Aangeleverde gegevens -
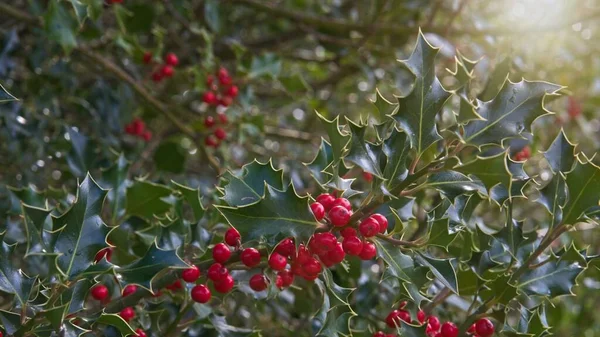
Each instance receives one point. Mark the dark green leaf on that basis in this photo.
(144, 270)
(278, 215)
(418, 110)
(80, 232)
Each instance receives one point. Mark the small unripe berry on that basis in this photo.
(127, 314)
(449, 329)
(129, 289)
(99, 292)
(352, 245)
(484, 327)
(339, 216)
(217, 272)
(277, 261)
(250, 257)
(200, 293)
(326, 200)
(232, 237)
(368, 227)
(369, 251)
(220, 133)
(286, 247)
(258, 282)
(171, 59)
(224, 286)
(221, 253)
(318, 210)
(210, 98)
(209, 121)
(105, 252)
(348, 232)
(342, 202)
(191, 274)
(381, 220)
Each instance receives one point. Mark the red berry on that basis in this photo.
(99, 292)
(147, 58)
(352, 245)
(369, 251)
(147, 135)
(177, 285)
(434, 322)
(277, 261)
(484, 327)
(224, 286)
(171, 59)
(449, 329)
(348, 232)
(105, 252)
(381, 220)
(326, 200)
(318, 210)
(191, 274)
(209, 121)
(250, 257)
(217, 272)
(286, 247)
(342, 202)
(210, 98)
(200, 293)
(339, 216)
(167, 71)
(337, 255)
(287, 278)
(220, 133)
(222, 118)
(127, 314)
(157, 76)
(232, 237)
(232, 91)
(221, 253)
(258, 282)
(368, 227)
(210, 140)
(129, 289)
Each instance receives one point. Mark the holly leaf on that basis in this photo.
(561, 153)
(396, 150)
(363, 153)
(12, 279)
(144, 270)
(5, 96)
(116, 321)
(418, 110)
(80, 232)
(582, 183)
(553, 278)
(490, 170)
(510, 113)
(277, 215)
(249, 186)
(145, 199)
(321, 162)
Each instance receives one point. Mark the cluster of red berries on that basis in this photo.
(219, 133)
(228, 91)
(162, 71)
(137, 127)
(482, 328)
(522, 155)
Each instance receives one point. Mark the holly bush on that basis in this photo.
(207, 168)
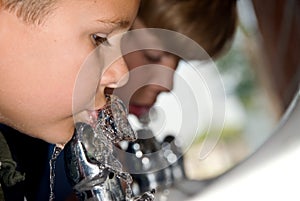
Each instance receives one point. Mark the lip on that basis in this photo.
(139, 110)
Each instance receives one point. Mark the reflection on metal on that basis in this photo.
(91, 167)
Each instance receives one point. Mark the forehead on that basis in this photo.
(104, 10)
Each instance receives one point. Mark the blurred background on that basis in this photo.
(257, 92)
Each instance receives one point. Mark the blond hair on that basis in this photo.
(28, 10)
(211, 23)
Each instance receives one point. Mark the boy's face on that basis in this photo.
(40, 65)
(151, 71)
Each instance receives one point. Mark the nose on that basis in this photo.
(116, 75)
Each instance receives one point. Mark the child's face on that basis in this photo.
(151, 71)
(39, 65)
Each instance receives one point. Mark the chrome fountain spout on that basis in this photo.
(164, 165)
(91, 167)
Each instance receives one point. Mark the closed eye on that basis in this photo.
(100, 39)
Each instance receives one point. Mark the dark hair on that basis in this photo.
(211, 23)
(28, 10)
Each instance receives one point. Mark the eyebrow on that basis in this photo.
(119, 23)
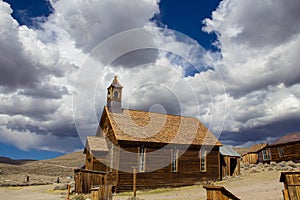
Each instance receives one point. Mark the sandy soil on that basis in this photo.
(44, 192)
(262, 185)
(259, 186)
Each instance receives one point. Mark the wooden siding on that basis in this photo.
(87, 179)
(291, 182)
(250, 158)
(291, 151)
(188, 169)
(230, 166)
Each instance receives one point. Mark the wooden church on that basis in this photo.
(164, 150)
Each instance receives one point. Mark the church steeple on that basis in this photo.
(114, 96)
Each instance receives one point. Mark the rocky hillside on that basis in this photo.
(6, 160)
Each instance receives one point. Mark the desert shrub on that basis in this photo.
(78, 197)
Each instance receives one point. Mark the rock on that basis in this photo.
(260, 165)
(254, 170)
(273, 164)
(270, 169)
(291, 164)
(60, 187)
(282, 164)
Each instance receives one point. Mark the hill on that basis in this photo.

Opdracht -
Neem de hele lijst hierboven alsjeblieft woordelijk over, maar laat de afbeeldingen weg.

Resultaat -
Each instance receives one point. Mark the dark green leaf on that basis in this photo.
(144, 270)
(278, 215)
(418, 110)
(80, 232)
Each instance receives one point. Mark the small unripe berry on that basis in this photo.
(127, 314)
(449, 329)
(129, 289)
(99, 292)
(352, 245)
(484, 327)
(339, 216)
(217, 272)
(277, 261)
(250, 257)
(200, 293)
(326, 200)
(232, 237)
(368, 227)
(369, 251)
(220, 133)
(286, 247)
(258, 282)
(171, 59)
(224, 286)
(221, 253)
(318, 210)
(210, 98)
(209, 121)
(105, 252)
(348, 232)
(342, 202)
(191, 274)
(381, 220)
Each instance receives one point. Mark the red berry on that basis in this photo.
(99, 292)
(147, 58)
(352, 245)
(369, 251)
(147, 135)
(177, 285)
(434, 322)
(277, 261)
(484, 327)
(224, 286)
(171, 59)
(449, 329)
(348, 232)
(105, 252)
(381, 220)
(326, 200)
(318, 210)
(191, 274)
(209, 121)
(250, 257)
(217, 272)
(286, 247)
(342, 202)
(210, 98)
(200, 293)
(339, 216)
(167, 71)
(337, 255)
(287, 278)
(220, 133)
(222, 118)
(127, 314)
(157, 76)
(232, 237)
(232, 91)
(221, 253)
(258, 282)
(368, 227)
(210, 140)
(129, 289)
Each instance receives one point. Mark the holly leaf on that basis in this photo.
(561, 153)
(396, 150)
(363, 153)
(12, 279)
(144, 270)
(5, 96)
(116, 321)
(418, 110)
(80, 232)
(582, 183)
(553, 278)
(490, 170)
(510, 113)
(277, 215)
(249, 186)
(145, 199)
(321, 162)
Each instance receives one point. Mark the cluster of red berries on that basis in this photo.
(219, 133)
(228, 91)
(162, 71)
(137, 127)
(482, 328)
(522, 155)
Each instance receives one point. Mark the holly bush on that basis in this photo.
(207, 168)
Each instance receives one point. Mark the lip on that basis in this photo.
(139, 110)
Each instance receives one point. Mark the reflection on metal on that basis in this photo.
(91, 167)
Each instance receives one point. Mark the forehead on that basis in this photo.
(104, 10)
Each instance receives one point. Mark the blurred background on that basis in this photo.
(257, 92)
Each instance receives one point. Mark the blond hair on that basis in this photo.
(28, 10)
(211, 23)
Each instance receives one point. Mark the boy's face on that basis in this photo.
(40, 65)
(151, 71)
Each instance receives one point. Mark the nose on that basis in this photo.
(116, 75)
Each instance receives one point. Mark the child's face on that basis in this photo.
(151, 71)
(39, 65)
Each instance receives one point. Mark the chrome fountain spout on that basis in this photo.
(164, 165)
(91, 167)
Each instance receives one point. Mark the closed eye on that basis in this photo.
(100, 39)
Each instance receives one point. Mark the dark hair on that basis in this photo.
(211, 23)
(28, 10)
Each instance receives one point. Mark the eyebrow on that basis in this photo.
(119, 23)
Each instance receives one point. Mark the sandy soil on that basis in this photo.
(44, 192)
(262, 185)
(259, 186)
Each instance receives one point. Mark the wooden siding on that basis in this photo.
(87, 179)
(291, 182)
(250, 158)
(291, 151)
(188, 169)
(230, 166)
Each instance receives one point. Mark the wooden church on that basis in this photo.
(164, 150)
Each instance receives one point. Mark the church steeple on that basis in this photo.
(114, 96)
Each instance receives one point. Mark the rocky hillside on that basis in this photo.
(6, 160)
Each instance receives one point. Mark the desert shrub on that basis in this photo.
(78, 197)
Each instance receives one point. Mark the rock on that basis in this photo.
(260, 165)
(254, 170)
(273, 164)
(270, 169)
(291, 164)
(60, 187)
(282, 164)
Each instance receives one point. Mark the hill on that basis in this photo.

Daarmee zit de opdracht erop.